## ASSIGNED TASK 1:
In the H5N1 phylogeography excerpt, which migration event into Hunan has the highest probability in the graph?
## ASSIGNED TASK 2:
Continue the H5N1 phylogeography tutorial from its final sentence.

## PAGE EXCERPT:

*** Block opens ***

The stc file contains a statistical summary of the estimated transition counts related to the target location, which is Hunan, and a table of the actual counts. To plot a simple graph, we will pick up the transitions to Hunan in the next command and then save the graph as a PNG file. The counts will be normalized into probabilities.

The x-axis represents the number of estimated transitions in all migration events from one particular location to another, separated by “=>”, and the y-axis represents the probability, which is normalized from the total counts. From the graph, we can observe that “Guangxi => Hunan” (in blue) has a higher probability than other migration events. This type of visualization quantifies the uncertainty in how the disease (H5N1) spreads between locations of interest, as simulated from your model and given the data. For more details and visualizations, you can refer to the work of Douglas et. al. 2020.

Visualizing phylogeographic diffusion

To analyze and visualize phylogeographic reconstructions resulting from Bayesian inference of spatio-temporal diffusion based on the Bielejec et al., 2011 method, we can use a software called spread.

Please note it requires Java 1.8. If you run into any issues or need support, don’t hesitate to check out our Tech Help page.

We recommend to download the .jar file from the Spread website, and follow the steps below:

Start the spread application by using the command java -jar SPREADv1.0.7.jar.
Select the Open button in the panel under Load tree file.
Choose the summary tree file h5n1_with_trait.tree`.
Change the State attribute name to the name of the trait, which is location in this analysis.
Click the Setup button to edit altitude and longitude for the locations. You can also load this information from a tab-delimited file, and a prepared file locationCoordinates_H5N1.txt is also available. Remeber to click Done button to save the information into spread.
Change the Most recent sampling date to 2005.
Open the Output tab in the left-hand side panel, and then choose where to save the KML file (default is output.kml).
Click the Generate button to create the KML file.

The world map with the tree superimposed onto the area where the rabies epidemic occurred will be displayed. If you encounter any issues generating the KML file, you can download a prepared output.kml.

*** Block closes ***

## SOURCE DATA:
*** Block opens ***

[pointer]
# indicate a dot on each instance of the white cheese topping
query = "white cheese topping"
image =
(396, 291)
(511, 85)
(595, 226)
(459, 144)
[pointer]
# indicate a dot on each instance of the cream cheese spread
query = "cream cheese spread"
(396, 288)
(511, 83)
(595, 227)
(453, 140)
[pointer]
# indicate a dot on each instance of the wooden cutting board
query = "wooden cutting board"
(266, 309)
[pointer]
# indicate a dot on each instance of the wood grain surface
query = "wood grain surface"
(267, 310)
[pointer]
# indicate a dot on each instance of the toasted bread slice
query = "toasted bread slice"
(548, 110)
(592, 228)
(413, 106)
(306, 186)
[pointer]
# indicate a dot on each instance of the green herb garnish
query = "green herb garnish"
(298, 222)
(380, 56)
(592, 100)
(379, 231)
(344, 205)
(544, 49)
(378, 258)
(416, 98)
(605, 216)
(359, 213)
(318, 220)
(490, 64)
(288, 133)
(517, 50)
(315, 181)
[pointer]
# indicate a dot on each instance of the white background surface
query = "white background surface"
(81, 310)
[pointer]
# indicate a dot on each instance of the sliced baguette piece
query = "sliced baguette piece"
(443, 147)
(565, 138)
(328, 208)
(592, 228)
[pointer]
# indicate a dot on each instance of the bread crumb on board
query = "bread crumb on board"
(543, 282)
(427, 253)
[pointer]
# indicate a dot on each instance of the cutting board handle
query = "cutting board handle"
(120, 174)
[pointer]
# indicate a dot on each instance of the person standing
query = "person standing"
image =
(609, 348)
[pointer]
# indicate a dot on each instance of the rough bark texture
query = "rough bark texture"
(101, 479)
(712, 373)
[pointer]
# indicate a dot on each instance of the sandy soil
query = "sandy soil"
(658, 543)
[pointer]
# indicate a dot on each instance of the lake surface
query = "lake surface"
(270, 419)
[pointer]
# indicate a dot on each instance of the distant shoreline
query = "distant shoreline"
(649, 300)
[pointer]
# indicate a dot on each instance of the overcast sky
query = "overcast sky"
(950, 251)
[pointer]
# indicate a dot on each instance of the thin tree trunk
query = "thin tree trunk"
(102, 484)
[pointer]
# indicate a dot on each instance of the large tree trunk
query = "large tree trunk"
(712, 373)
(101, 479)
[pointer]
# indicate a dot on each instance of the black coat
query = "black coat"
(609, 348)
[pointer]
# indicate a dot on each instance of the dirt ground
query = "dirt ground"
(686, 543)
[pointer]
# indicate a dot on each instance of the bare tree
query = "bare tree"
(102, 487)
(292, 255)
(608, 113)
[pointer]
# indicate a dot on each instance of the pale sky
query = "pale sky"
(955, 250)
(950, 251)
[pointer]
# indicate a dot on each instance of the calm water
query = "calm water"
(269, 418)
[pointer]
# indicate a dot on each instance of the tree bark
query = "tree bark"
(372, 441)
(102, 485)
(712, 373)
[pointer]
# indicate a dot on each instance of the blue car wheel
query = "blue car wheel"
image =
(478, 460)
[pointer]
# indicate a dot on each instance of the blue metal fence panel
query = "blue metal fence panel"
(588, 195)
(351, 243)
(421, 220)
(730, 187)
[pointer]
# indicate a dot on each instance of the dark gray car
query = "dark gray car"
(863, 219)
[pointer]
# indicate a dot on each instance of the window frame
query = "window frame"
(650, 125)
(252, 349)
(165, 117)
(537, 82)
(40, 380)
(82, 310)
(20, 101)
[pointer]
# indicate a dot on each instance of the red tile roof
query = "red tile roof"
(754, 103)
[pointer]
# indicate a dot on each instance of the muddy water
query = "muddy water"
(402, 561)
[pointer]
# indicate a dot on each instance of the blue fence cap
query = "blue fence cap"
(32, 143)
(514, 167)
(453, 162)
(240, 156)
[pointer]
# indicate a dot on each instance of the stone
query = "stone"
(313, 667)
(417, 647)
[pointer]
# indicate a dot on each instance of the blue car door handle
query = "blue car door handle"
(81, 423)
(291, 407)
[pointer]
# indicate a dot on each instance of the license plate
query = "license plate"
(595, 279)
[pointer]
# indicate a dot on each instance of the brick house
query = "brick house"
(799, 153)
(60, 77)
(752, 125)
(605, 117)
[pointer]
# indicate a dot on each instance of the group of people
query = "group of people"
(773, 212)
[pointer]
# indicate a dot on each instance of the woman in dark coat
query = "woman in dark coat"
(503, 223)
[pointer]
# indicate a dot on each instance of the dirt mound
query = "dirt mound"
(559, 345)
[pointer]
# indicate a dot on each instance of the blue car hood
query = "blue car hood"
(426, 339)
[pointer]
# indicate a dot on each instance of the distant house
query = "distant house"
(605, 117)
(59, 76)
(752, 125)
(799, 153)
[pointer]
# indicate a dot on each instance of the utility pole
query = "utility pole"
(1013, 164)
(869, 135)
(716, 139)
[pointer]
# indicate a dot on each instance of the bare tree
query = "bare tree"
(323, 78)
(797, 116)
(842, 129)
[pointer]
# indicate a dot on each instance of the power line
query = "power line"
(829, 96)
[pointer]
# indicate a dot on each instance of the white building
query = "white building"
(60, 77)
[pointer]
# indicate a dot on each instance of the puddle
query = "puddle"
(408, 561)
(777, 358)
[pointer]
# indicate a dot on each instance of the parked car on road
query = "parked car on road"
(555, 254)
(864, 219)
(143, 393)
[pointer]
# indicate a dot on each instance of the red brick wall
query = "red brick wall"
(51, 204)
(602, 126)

*** Block closes ***

## RESPONSE AREA 1:
Guangxi => Hunan

## RESPONSE AREA 2:
The KML file can be imported into Google Earth, allowing you to animate the spread of the epidemic through time. The colored areas on the map represent the 95% Highest Posterior Density (HPD) regions of the locations of the internal nodes of the summary tree.

Programs used in this tutorial

The following software will be used in this tutorial. We also offer a Tech Help page to assist you in case you encounter any unexpected issues with certain third-party software tools.

Java 17 or a later version is required by LPhy Studio.
LPhy Studio - This software will specify, visualize, and simulate data from models defined in LPhy scripts. At the time of writing, the current version is v1.7.x. It is available for download from LPhy releases.
LPhy BEAST - this BEAST 2 package will convert LPhy scripts into BEAST 2 XMLs. The installation guide and usage can be found from User Manual.
BEAST 2 - the bundle includes the BEAST 2 program, BEAUti, DensiTree, TreeAnnotator, and other utility programs. This tutorial is written for BEAST v2.7.x or higher version. It is available for download from http://www.beast2.org. Use Package Manager to install the required BEAST 2 packages.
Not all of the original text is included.